(Labeled region records)
>> Start

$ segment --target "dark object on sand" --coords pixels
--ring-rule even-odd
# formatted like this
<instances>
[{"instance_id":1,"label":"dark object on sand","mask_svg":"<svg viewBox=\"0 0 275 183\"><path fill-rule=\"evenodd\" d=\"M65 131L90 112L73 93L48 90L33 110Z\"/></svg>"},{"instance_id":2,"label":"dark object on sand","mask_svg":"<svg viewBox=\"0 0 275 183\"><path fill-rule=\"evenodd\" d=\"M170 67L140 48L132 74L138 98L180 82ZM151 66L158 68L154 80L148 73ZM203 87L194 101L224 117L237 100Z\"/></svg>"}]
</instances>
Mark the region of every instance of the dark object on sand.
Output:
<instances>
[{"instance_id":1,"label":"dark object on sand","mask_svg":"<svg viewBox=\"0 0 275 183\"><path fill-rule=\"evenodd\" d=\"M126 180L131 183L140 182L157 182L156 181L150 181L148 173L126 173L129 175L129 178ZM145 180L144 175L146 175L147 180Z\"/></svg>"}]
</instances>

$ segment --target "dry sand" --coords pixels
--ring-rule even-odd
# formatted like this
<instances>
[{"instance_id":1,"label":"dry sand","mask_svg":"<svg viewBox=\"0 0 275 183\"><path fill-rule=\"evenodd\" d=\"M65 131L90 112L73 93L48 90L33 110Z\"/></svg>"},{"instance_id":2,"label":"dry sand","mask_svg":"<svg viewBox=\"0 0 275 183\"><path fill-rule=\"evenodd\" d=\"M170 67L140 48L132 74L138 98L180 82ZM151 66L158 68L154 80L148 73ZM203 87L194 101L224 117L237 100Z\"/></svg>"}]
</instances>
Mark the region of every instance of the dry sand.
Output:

>> End

• [To be done]: Lay out every line of the records above as a Markdown table with the columns "Nr" and "Line", numbering the rows in order and skipping blank lines.

• [Response to the task]:
| Nr | Line |
|---|---|
| 1 | $ segment --target "dark object on sand" --coords pixels |
| 2 | --ring-rule even-odd |
| 3 | # formatted like this |
| 4 | <instances> |
| 5 | [{"instance_id":1,"label":"dark object on sand","mask_svg":"<svg viewBox=\"0 0 275 183\"><path fill-rule=\"evenodd\" d=\"M65 131L90 112L73 93L48 90L33 110Z\"/></svg>"},{"instance_id":2,"label":"dark object on sand","mask_svg":"<svg viewBox=\"0 0 275 183\"><path fill-rule=\"evenodd\" d=\"M170 67L140 48L132 74L138 98L180 82ZM151 66L158 68L154 80L148 73ZM203 87L194 101L224 117L237 100Z\"/></svg>"}] |
| 6 | </instances> |
| 7 | Mark the region of every instance of the dark object on sand. |
| 8 | Output: |
| 9 | <instances> |
| 10 | [{"instance_id":1,"label":"dark object on sand","mask_svg":"<svg viewBox=\"0 0 275 183\"><path fill-rule=\"evenodd\" d=\"M126 180L131 183L140 182L157 182L156 181L150 181L148 173L126 173L129 175L129 178ZM145 180L144 175L146 175L147 180Z\"/></svg>"}] |
| 11 | </instances> |
| 12 | $ segment --target "dry sand" --coords pixels |
| 13 | --ring-rule even-odd |
| 14 | # formatted like this |
| 15 | <instances> |
| 16 | [{"instance_id":1,"label":"dry sand","mask_svg":"<svg viewBox=\"0 0 275 183\"><path fill-rule=\"evenodd\" d=\"M65 131L90 112L73 93L48 90L33 110Z\"/></svg>"},{"instance_id":2,"label":"dry sand","mask_svg":"<svg viewBox=\"0 0 275 183\"><path fill-rule=\"evenodd\" d=\"M170 67L140 48L132 74L138 98L180 82ZM151 66L158 68L154 80L148 73ZM203 87L194 101L224 117L237 100Z\"/></svg>"}] |
| 17 | </instances> |
| 18 | Mark the region of every instance of the dry sand. |
| 19 | Output: |